Repeat every record below exactly, omitting any pictures.

### The data
========

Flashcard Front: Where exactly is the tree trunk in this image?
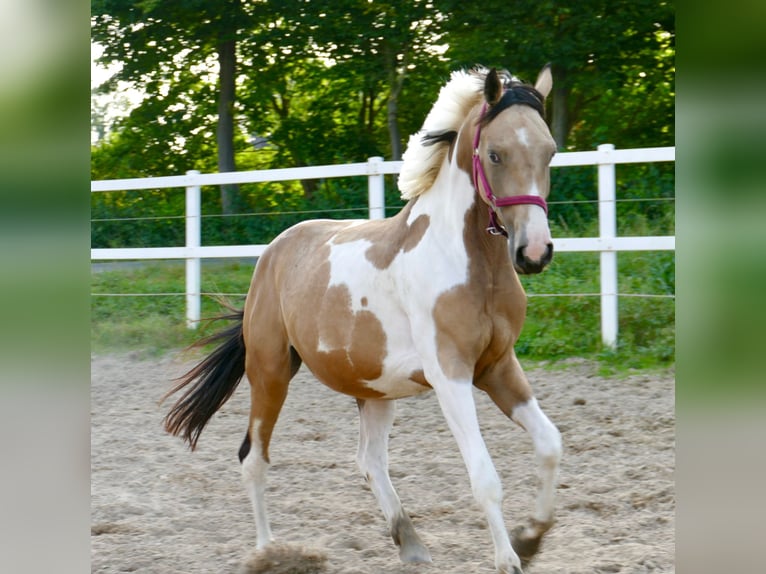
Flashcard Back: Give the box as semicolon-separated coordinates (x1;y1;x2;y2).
551;66;569;150
387;96;402;161
384;41;406;161
217;38;240;215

========

### Response box
Flashcard Front: Where exactly is the tree trunk in this image?
Flashcard Back: Give the box as semicolon-separated coordinates (x1;y1;x2;y2).
551;66;569;150
387;96;402;161
384;41;406;161
217;38;240;215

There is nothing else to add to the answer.